- ACTION ITEM A
In the text about Kroeger's book Undaunted, which woman was the first to win a Pulitzer Prize, and in what year?
- ACTION ITEM B
Carry on the text about Kroeger's book Undaunted from the point where it stops.

As Kroeger makes clear in the book’s preface, Undaunted is not an attempt to create a new canon so much as it wants to relate how women have managed to succeed in a field that “men have dominated in the 180 years since mass media began”. Guided by questions like “Which stories best illustrated what women were up against in their professional lives?” and “Assuming talent and hard work, how much did background, privilege, strategy, charisma, style, looks, advocacy, connections, or luck figure in their ascent?” the book focuses heavily on stories of transformation and innovation.
“My goal to make present the extent to which a women’s point of view changes institutions,” said Kroeger. “I think I make a pretty good case for how they have changed American journalism. It’s the experiences of women in the field: what they overcame, what they did, what they brought. Those would be the three goals. Not to canonize new people – although it would be great if people get their due. It’s a satellite view, not a helicopter view.”
Another thing that Undaunted demonstrates is that, while a certain number of truly gifted women were able to find a way to succeed in a male-dominated field, it is only recently that the nature of journalism has changed, granting greater equality and access beyond those fortunate few. According to Kroeger, this is something that has only really come about in the past few decades, where women have become less and less of token figures or individuals relegated to certain undesirable beats, instead becoming central players in the field.
“I did an analysis of the Pulitzer prizes won every year – I’m really a nerd, you know, a super nerd,” said Kroeger. “So it takes 20 years for the first woman to win a Pulitzer prize – Anne O’Hare McCormick, 1937 – and then 14 more until Marguerite Higgins wins it for her coverage of the Korean war. Contrast that to analysis I did of the 10 best stories of the year – for 2000 to 2009, four of 10 were by women, and for the next group up to 2020, seven of the 10 were by women. How impressive is that?”

- RAW DATA
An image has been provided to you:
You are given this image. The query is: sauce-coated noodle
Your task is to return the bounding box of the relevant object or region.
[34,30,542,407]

- TASK ANSWER A
Anne O'Hare McCormick, in 1937.

- TASK ANSWER B
In addition to getting into major transformation in the field of journalism, Undaunted is also a delight for the many personal stories it relates. Kroeger shared how one theme she discovered was that “women are flowering after 40, which I loved about this book!” She was also impressed by the degree to which women were able to make the most of their people skills to succeed despite incredible amounts of bias and sexism. “People like Margaret Fuller, and so many of these women, are master networkers. I feel like that’s really great career advice. I mean, who gets to do that in 1840?!”
Ultimately, Kroeger told me she’s inspired by her own female journalism students, whom she believes represent incredible new talent that will continue to transform journalism in coming decades. And she’s also mindful that the nature of journalism is that it’s mostly meant to disappear – meaning that maybe one of those students will eventually succeed her in writing the next chapter of the story. “Journalism is ephemera, we are meant to disappear, it’s OK, that’s the nature of the work. You can’t feel bad about that, because it’s all about the work today. When someone survives that, it’s really extraordinary.”